** Task directions **
Copy out the records below, swapping "thickest part" for "widest part" everywhere it appears and changing nothing else.

** Excerpted data **

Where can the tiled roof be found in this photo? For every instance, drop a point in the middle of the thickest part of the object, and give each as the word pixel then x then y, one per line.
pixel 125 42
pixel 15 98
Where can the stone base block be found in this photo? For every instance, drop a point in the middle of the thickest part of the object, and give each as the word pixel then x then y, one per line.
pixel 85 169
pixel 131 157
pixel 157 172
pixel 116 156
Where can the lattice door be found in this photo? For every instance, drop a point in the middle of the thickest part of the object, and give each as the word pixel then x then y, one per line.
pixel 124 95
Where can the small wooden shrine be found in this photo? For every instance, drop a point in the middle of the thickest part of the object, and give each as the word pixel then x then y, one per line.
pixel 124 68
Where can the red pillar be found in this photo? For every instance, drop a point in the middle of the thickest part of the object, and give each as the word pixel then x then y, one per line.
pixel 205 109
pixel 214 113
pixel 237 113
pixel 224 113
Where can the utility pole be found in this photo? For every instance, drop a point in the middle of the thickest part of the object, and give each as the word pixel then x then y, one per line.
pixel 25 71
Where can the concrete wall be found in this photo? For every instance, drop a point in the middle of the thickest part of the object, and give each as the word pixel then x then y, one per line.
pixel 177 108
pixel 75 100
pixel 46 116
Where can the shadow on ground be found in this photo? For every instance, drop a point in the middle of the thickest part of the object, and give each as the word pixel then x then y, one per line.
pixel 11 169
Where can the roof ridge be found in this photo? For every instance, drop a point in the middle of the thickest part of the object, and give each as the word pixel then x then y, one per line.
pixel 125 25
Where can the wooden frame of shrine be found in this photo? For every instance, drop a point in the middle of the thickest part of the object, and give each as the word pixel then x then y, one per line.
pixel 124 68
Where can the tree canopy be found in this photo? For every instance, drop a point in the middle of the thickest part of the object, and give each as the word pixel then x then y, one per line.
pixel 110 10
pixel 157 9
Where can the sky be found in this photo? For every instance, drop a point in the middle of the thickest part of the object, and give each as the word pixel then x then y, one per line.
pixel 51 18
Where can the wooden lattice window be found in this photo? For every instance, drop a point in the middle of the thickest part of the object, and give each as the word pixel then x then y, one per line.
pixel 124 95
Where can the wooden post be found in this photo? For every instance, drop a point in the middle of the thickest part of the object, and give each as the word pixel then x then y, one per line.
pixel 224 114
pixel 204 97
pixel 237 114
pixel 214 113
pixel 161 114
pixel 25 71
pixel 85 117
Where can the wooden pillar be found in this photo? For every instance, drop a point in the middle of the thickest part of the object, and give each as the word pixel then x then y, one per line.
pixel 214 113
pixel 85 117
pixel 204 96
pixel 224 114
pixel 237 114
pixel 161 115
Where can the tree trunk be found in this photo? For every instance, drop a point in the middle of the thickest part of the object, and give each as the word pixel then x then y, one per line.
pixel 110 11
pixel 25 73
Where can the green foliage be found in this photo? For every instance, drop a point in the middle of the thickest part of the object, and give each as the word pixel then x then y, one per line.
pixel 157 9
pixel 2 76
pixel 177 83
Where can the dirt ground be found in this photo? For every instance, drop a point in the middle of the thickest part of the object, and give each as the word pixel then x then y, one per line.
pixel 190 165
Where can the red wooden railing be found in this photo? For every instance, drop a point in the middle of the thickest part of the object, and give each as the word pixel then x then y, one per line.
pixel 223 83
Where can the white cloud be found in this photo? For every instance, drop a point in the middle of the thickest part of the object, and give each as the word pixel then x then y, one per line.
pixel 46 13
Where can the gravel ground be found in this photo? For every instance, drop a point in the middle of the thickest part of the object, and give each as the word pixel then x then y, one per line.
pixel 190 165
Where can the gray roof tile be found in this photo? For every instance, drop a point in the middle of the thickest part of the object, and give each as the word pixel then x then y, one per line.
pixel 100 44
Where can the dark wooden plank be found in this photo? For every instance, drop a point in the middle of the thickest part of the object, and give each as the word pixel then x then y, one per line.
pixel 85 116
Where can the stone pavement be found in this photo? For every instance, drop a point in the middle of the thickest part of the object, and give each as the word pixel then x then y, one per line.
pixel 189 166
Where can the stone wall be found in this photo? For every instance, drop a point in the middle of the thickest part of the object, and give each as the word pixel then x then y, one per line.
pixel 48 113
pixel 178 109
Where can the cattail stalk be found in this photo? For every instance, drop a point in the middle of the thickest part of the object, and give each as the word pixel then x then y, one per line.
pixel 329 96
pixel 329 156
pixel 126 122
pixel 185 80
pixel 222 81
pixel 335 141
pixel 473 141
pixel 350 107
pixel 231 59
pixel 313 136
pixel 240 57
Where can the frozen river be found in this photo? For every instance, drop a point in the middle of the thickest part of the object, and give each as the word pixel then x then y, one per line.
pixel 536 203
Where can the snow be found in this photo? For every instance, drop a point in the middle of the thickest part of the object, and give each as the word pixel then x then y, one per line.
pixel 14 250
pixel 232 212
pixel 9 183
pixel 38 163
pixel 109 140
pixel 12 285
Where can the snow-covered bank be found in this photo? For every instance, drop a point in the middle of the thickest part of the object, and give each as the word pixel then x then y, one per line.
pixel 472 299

** Written answer **
Where can the tiled roof be found in this photo? For every instance, drop a point in the middle of the widest part of the object, and give each as the word pixel then x then y, one per line.
pixel 125 42
pixel 15 98
Where can the stone base block be found in this photo? For every instance, drop a point in the middle of the widest part of the object, and give each as the word pixel then x then y, one per line.
pixel 85 169
pixel 131 157
pixel 157 172
pixel 116 156
Where can the lattice door be found in this photo? For every instance, drop a point in the middle of the widest part of the object, and give each as the word pixel then x then y, one per line.
pixel 124 95
Where can the small wooden shrine be found in this photo? For every instance, drop a point in the middle of the widest part of the object, and give each as the word pixel then x then y, one per line.
pixel 124 68
Where can the red pillar be found in this photo? For every instance, drop a point in the middle of the widest part of the object, and give each as the word pixel then x then y, one per line.
pixel 205 109
pixel 214 113
pixel 237 113
pixel 224 113
Where can the utility pole be found in this photo? For every instance, drop a point in the middle of the widest part of the object, and give each as the word pixel then x then y, one per line.
pixel 25 71
Where can the concrete wall be found in this photo? For every instance, drop a point in the middle of the widest part of the object, and give each as the word pixel then x then y, one per line.
pixel 177 108
pixel 75 100
pixel 46 116
Where can the shadow on ground be found in this photo? For every instance, drop a point in the middle of the widest part of the object, and give each as the word pixel then x then y, one per line.
pixel 11 169
Where can the roof ridge be found in this photo? For every instance, drop a point in the middle of the widest part of the object, and give each as the word pixel then x then y, one per line.
pixel 125 25
Where can the wooden frame of shrine be found in this photo? For every instance, drop a point in the middle of the widest part of the object, and give each as the word pixel then x then y, one per line.
pixel 124 68
Where can the tree canopy be found in this photo? For every instance, drop a point in the middle of the widest part of the object, and give each as the word pixel then x then y, one per line.
pixel 110 10
pixel 157 9
Where can the sky be found in this photo? For every instance, drop a point in the middle of the widest part of the object, and give each as the word pixel then x then y, one per line.
pixel 51 18
Where can the wooden lattice window be found in this photo? For every instance, drop a point in the middle of the widest part of the object, and give each as the word pixel then x then y, one per line.
pixel 124 95
Where can the wooden post be found in this photo? For every instance, drop a point in the middle of the widest part of the object, and give each as the word pixel then x then y, one per line.
pixel 224 114
pixel 204 97
pixel 237 114
pixel 214 113
pixel 161 114
pixel 25 71
pixel 85 117
Where can the wooden pillar be found in this photo? For every instance, drop a point in the middle of the widest part of the object, and give each as the word pixel then x then y, one per line.
pixel 214 113
pixel 85 117
pixel 204 96
pixel 224 114
pixel 237 114
pixel 161 115
Where can the tree trunk be found in this photo? For every instance, drop a point in the middle of the widest part of the object, and give each as the word pixel then x then y, one per line.
pixel 110 11
pixel 25 73
Where can the green foliage be found in this photo? For every instance, drop a point in the middle of the widest part of the object, and give each as the word pixel then x then y, one per line.
pixel 157 9
pixel 2 76
pixel 177 83
Where can the dirt ground be found in this photo? For every instance, drop a point in the middle of the widest part of the object, and give each as the word pixel then x then y, one per line.
pixel 190 165
Where can the red wooden railing be found in this photo? For every instance, drop a point in the middle of the widest part of the object, and give each as the word pixel then x then y, one per line.
pixel 223 83
Where can the white cloud be found in this photo? For every instance, drop a point in the middle of the widest part of the object, and give each as the word pixel then x then y, one per line.
pixel 46 13
Where can the gravel ground be found in this photo? For every instance, drop a point in the middle of the widest part of the object, and give each as the word pixel then x then y, one per line.
pixel 190 165
Where can the gray roof tile be found in this photo? For every instance, drop a point in the middle of the widest part of the object, and give each as the word pixel then x then y, one per line.
pixel 100 44
Where can the dark wooden plank be found in this photo? For every instance, drop a point in the middle of the widest part of the object, and give each as the word pixel then x then y, one per line.
pixel 85 116
Where can the stone pavement be found in this photo? For every instance, drop a point in the middle of the widest part of the object, and give each as the word pixel then x then y, one per line.
pixel 189 166
Where can the stone wall be found in this photo? For every instance, drop a point in the middle of the widest part of the object, and give each as the word pixel then x then y, one per line.
pixel 48 113
pixel 178 109
Where can the cattail stalk be found in this photo? For every instance, drop a point in the middle of the widest part of the object, and give each as the word pixel then x then y, one per line.
pixel 329 96
pixel 329 156
pixel 126 122
pixel 185 80
pixel 222 81
pixel 335 141
pixel 473 141
pixel 350 107
pixel 231 59
pixel 313 136
pixel 240 57
Where can the frozen river be found in this photo? For every instance, drop a point in the middle of the widest part of the object, and give each as the word pixel then x then y, one per line.
pixel 536 203
Where can the snow be found in this photo? For every instance, drop a point in the middle of the widest part of the object, and give each as the word pixel then x then y, one per line.
pixel 14 250
pixel 232 212
pixel 9 183
pixel 38 163
pixel 109 140
pixel 12 285
Where can the snow-covered bank be found in this photo? For every instance, drop a point in the middle of the widest part of the object, and give each as the word pixel then x then y, one per line.
pixel 472 299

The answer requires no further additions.